Please quote every one of the records below exactly, leaving the pictures out of your answer.
[start]
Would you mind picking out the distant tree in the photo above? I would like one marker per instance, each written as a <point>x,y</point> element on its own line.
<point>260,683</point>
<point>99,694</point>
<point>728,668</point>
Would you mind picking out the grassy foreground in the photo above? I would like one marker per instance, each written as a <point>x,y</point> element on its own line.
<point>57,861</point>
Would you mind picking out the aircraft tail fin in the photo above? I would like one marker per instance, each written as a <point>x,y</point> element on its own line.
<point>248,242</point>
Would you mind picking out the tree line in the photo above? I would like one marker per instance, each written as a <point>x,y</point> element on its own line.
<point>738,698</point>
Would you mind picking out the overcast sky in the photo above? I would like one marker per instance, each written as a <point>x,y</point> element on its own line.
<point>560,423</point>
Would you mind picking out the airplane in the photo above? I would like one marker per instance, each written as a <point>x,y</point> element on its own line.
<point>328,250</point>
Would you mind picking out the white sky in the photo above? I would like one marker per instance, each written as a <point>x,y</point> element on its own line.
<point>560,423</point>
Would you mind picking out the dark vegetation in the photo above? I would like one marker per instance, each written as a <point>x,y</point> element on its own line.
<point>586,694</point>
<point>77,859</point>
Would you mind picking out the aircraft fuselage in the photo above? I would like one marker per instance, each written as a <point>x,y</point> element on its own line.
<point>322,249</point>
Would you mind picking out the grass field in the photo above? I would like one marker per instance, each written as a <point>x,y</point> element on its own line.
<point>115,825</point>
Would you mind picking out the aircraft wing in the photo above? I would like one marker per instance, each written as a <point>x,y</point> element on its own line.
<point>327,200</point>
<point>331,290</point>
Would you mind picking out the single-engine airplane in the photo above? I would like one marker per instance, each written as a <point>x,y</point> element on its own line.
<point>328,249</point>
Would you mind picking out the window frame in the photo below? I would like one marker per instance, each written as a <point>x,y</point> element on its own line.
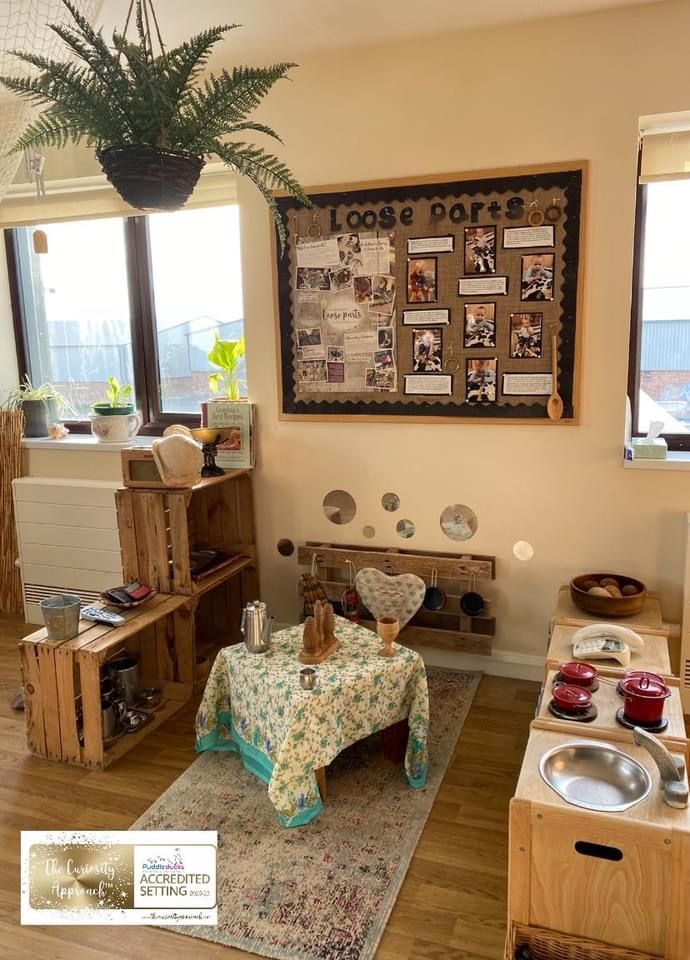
[end]
▸ **REPLY TO THE TASK**:
Would you mind picking out the distant tree in the photo above? I would like one marker per instance, each written as a <point>x,y</point> element on its own line.
<point>260,683</point>
<point>99,694</point>
<point>728,668</point>
Would you mind picking out the grassy foreground in the photo above? I would like one marker per instance, each written as a <point>x,y</point> element on its own line.
<point>57,861</point>
Would you mind picking out the aircraft tail fin in the photo above? I would like one marker per instance, each written as a <point>x,y</point> element on its own line.
<point>248,242</point>
Would you mind picking out the tree line in the photo above? I would like one marker per instance, each written as a <point>x,y</point> element on its own line.
<point>738,698</point>
Would you mind picking out the overcast sky in the photo above? I would like one marker per instance, each written as a <point>x,y</point> element on its own line.
<point>560,423</point>
Would you mind picking out the airplane in the photo above? I would like one marker per instance, each written as a <point>x,y</point> element on its own line.
<point>328,250</point>
Would you mind picking out the white sky in the photo above? I would like one marker per instance, each written as a <point>x,y</point> element on its own line.
<point>560,423</point>
Would you mind picking out the dark vegetation in the photo above? I would like one marker per instance, each written as a <point>x,y</point> element on its own line.
<point>586,694</point>
<point>77,859</point>
Would you mind picking out the aircraft fuselage in the photo above? I would like one marker per instance, each written as a <point>x,y</point> element on its own line.
<point>322,249</point>
Would you mind picking out the grass field in the photo above? I would like one marker per instance, each written as a <point>x,y</point> element on its own line.
<point>115,825</point>
Would you mind picking out the aircraft wing in the photo above? I would like one marker per instance, each written as a <point>x,y</point> element on its own line.
<point>327,200</point>
<point>331,290</point>
Would you mind picking out the single-engine airplane in the photo above? I would like one marker per instance, each written as a <point>x,y</point> element on its own line.
<point>328,249</point>
Would you mind picking out the window frame in the photo below? I would like one marker per instance, each written as a <point>x,y</point> element on its own line.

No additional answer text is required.